# AIM
List every line of the data that contains the string "outline", with case counting.

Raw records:
——————

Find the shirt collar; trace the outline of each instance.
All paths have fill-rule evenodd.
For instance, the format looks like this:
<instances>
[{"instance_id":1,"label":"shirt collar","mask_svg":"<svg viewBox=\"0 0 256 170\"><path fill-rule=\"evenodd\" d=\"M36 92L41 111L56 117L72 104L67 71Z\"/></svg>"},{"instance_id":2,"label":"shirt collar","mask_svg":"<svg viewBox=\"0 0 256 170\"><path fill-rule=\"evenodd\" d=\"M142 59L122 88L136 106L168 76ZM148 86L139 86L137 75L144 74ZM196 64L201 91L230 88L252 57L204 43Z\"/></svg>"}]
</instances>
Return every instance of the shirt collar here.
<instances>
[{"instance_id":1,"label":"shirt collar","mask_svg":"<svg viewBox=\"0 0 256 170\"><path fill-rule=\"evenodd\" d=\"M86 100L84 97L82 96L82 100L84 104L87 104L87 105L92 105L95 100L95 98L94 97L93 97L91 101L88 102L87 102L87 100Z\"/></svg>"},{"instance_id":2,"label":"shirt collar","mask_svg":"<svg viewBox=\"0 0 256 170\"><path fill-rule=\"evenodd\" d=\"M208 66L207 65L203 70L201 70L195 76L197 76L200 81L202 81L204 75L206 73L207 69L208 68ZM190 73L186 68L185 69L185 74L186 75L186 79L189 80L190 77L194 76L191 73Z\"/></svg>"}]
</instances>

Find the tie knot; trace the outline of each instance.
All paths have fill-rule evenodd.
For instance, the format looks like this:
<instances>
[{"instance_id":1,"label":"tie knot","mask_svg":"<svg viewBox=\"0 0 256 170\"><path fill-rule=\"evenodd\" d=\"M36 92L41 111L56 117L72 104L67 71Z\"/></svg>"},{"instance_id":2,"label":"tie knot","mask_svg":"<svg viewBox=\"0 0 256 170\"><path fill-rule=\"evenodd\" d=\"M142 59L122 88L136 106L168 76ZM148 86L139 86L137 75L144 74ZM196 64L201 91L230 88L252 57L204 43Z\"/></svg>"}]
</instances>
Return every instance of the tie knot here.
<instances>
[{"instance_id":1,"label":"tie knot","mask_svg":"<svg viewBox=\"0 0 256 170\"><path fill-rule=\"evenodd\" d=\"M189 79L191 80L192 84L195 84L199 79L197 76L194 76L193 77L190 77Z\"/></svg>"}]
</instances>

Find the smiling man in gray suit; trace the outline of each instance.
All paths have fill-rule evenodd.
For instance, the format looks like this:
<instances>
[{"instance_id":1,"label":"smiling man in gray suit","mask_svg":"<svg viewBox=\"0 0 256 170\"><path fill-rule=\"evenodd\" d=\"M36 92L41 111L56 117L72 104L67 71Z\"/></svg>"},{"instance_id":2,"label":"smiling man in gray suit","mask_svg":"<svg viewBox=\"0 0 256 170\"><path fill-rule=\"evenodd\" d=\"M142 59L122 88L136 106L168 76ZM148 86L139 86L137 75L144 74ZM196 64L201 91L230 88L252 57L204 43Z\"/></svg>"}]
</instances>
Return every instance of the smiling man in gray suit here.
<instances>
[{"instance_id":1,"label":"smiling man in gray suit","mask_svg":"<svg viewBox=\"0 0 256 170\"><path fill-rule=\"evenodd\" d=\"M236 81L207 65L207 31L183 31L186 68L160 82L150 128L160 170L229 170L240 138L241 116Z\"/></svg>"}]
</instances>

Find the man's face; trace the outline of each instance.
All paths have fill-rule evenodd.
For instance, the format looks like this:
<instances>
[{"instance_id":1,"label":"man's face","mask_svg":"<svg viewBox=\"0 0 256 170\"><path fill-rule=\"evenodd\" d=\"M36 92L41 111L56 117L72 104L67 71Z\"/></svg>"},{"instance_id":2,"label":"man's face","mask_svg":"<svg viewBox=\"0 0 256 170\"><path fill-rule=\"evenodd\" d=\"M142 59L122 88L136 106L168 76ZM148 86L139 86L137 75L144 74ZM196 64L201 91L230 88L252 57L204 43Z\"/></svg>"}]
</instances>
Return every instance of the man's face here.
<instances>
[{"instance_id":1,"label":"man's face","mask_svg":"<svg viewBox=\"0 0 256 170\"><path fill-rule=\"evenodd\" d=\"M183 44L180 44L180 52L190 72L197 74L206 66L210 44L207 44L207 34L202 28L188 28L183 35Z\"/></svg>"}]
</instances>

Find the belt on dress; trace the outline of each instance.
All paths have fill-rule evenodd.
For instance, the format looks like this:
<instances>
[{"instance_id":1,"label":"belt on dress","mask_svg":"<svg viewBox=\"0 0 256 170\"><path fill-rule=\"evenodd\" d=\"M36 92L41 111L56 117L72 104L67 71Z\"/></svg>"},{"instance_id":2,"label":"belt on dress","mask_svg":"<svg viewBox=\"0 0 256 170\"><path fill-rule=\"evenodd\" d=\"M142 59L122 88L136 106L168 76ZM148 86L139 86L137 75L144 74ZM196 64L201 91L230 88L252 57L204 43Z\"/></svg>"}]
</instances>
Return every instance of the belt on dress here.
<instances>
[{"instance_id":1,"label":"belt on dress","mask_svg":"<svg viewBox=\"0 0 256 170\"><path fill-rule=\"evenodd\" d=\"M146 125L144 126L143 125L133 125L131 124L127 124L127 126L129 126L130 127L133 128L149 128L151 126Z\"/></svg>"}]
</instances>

——————

# RESULT
Find the shirt collar; trace the outline of each instance.
Find the tie knot; trace the outline of each instance.
Find the smiling man in gray suit; trace the outline of each instance.
Find the man's face; trace the outline of each instance.
Find the belt on dress; trace the outline of each instance.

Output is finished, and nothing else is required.